start

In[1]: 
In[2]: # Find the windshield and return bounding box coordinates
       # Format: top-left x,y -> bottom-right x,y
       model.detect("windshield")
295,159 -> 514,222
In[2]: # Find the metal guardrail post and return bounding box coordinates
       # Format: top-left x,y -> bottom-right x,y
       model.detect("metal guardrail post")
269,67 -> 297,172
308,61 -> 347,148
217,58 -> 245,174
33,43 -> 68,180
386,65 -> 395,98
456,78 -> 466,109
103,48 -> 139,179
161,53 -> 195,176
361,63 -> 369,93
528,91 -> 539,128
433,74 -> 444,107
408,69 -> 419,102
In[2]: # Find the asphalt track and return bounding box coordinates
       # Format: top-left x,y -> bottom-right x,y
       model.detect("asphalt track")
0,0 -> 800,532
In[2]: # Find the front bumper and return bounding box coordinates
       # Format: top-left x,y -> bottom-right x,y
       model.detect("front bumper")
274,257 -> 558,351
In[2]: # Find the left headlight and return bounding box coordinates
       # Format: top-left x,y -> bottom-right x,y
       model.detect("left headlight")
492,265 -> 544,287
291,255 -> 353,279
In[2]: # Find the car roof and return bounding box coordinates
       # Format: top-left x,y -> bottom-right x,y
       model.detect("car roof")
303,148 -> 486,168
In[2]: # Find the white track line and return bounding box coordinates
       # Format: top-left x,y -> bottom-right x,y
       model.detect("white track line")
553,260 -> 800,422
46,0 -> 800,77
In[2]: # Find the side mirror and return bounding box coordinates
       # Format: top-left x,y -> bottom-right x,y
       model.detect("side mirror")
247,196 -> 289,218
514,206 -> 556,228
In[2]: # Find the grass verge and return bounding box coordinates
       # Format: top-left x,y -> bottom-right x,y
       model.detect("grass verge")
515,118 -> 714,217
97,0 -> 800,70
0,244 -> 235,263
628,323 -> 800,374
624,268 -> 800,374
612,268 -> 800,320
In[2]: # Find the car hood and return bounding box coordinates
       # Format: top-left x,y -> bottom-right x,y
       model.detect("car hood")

end

Please copy all of the records above line for line, changing nothing.

* _Answer for this exercise_
In[1]: 
In[2]: # Find the windshield and return bounding box coordinates
       # Format: top-left x,y -> bottom-right x,y
       model.detect("windshield")
295,159 -> 514,222
In[2]: # Find the metal guardrail post and return bounding box coordinates
       # Format: top-left x,y -> bottom-right x,y
       model.detect("metal guardrail post")
269,67 -> 297,172
308,61 -> 347,148
217,58 -> 245,174
33,43 -> 68,180
386,65 -> 395,98
456,78 -> 466,109
103,48 -> 139,179
161,53 -> 195,176
361,63 -> 369,93
528,91 -> 539,128
433,74 -> 444,107
408,69 -> 419,102
In[2]: # Find the asphalt track and return bounding box coordinates
       # Format: top-left x,y -> bottom-right x,y
       model.detect("asphalt track")
0,0 -> 800,532
In[2]: # Find the front bumper and return bounding box coordinates
       # Format: top-left x,y -> bottom-right x,y
       model.detect("front bumper")
274,257 -> 558,351
In[2]: # Find the left headlight and return bounding box coordinates
       # Format: top-left x,y -> bottom-right x,y
       model.detect("left headlight")
492,265 -> 544,287
291,255 -> 353,279
In[2]: # Find the car roof and return bounding box coordinates
       # Format: top-left x,y -> bottom-right x,y
       model.detect("car roof")
303,148 -> 486,168
In[2]: # Find the white track line and return bounding box coordinates
       # Format: top-left x,y -> bottom-right x,y
       model.detect("white track line")
553,260 -> 800,422
46,0 -> 800,77
In[2]: # Find the side mirror and return bounding box coordinates
       # Format: top-left x,y -> bottom-right x,y
       model.detect("side mirror")
247,196 -> 289,218
514,206 -> 556,228
In[2]: # Find the grass verge and return bounding box coordinates
       # Format: top-left x,y -> bottom-right x,y
       model.detect("grass verge")
515,118 -> 714,217
97,0 -> 800,70
0,244 -> 235,263
628,323 -> 800,374
624,268 -> 800,374
612,268 -> 800,320
In[2]: # Find the car hood and return bounding box coordinates
       # Format: top-left x,y -> bottom-right x,y
       model.detect("car hood")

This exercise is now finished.